═════ Texto da página
EROSÃO E SEDIMENTAÇÃO NA FOZ DO RIO SÃO FRANCISCO

Foz do Rio São Francisco - Márcio Fernandes - Estadão

Tecnicamente falando, a foz do Rio São Francisco é considerada um delta – um conjunto de sedimentos formado pelos materiais trazidos pelas correntes do Rio ao longo do tempo. Os sedimentos carregados e acumulados constantemente pelas águas fluviais são erodidos pelas correntes marinhas, mantendo o ambiente em equilíbrio. Ambientes deltáticos são complexos e multifacetados, apresentando ambientes característicos: águas fluviais e marinhas; lagoas, pântanos e planícies inundáveis; praias, mangues e matas, entre outros. O equilíbrio entre as forças do mar e do rio está no centro da vida de um delta.

Na foz do São Francisco, com a redução dos caudais do Rio, esse equilíbrio foi comprometido e a erosão do delta tem crescido em ritmo acelerado, com as águas salinas avançando ferozmente terra adentro. A redução da vazão do Rio São Francisco, que estamos comentando há algumas postagens, tem ocasionado uma redução da força das águas do rio contra o mar, o que tem impedido o transporte e acúmulo de sedimentos na região do delta; sem a reposição dos sedimentos perdidos para a erosão marinha, a linha de costa é cada vez mais afetada pelas correntes marinhas, com as ondas impactando a costa com cada vez mais energia. Uma outra fonte de perda de sedimentos nos depósitos do delta se dá pela força dos ventos, que carrega fragmentos de areia, silte e argila, e os espalha continente a dentro – o avanço das dunas na região de Piaçabuçu é o resultado deste processo. As areias já encobrem uma área total de 50 km², com dunas com mais de 30 metros de altura, que continuam avançando cada vez mais, para deleite dos turistas e preocupação para os moradores locais.
══════════
▸ A tarefa
Reproduza na íntegra, sem alterar nada, o texto sobre erosão e sedimentação na foz do Rio São Francisco.
═════ Informações fornecidas
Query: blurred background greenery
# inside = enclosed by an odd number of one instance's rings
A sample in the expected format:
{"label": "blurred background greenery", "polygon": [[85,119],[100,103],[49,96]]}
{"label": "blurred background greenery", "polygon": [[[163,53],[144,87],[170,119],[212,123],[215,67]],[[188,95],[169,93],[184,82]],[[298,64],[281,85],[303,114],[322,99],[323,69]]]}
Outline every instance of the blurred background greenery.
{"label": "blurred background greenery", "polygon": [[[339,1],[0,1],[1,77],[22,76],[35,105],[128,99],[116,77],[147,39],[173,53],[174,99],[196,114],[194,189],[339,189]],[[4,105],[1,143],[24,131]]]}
══════════
▸ Solução escrita
EROSÃO E SEDIMENTAÇÃO NA FOZ DO RIO SÃO FRANCISCO

Foz do Rio São Francisco - Márcio Fernandes - Estadão

Tecnicamente falando, a foz do Rio São Francisco é considerada um delta – um conjunto de sedimentos formado pelos materiais trazidos pelas correntes do Rio ao longo do tempo. Os sedimentos carregados e acumulados constantemente pelas águas fluviais são erodidos pelas correntes marinhas, mantendo o ambiente em equilíbrio. Ambientes deltáticos são complexos e multifacetados, apresentando ambientes característicos: águas fluviais e marinhas; lagoas, pântanos e planícies inundáveis; praias, mangues e matas, entre outros. O equilíbrio entre as forças do mar e do rio está no centro da vida de um delta.

Na foz do São Francisco, com a redução dos caudais do Rio, esse equilíbrio foi comprometido e a erosão do delta tem crescido em ritmo acelerado, com as águas salinas avançando ferozmente terra adentro. A redução da vazão do Rio São Francisco, que estamos comentando há algumas postagens, tem ocasionado uma redução da força das águas do rio contra o mar, o que tem impedido o transporte e acúmulo de sedimentos na região do delta; sem a reposição dos sedimentos perdidos para a erosão marinha, a linha de costa é cada vez mais afetada pelas correntes marinhas, com as ondas impactando a costa com cada vez mais energia. Uma outra fonte de perda de sedimentos nos depósitos do delta se dá pela força dos ventos, que carrega fragmentos de areia, silte e argila, e os espalha continente a dentro – o avanço das dunas na região de Piaçabuçu é o resultado deste processo. As areias já encobrem uma área total de 50 km², com dunas com mais de 30 metros de altura, que continuam avançando cada vez mais, para deleite dos turistas e preocupação para os moradores locais.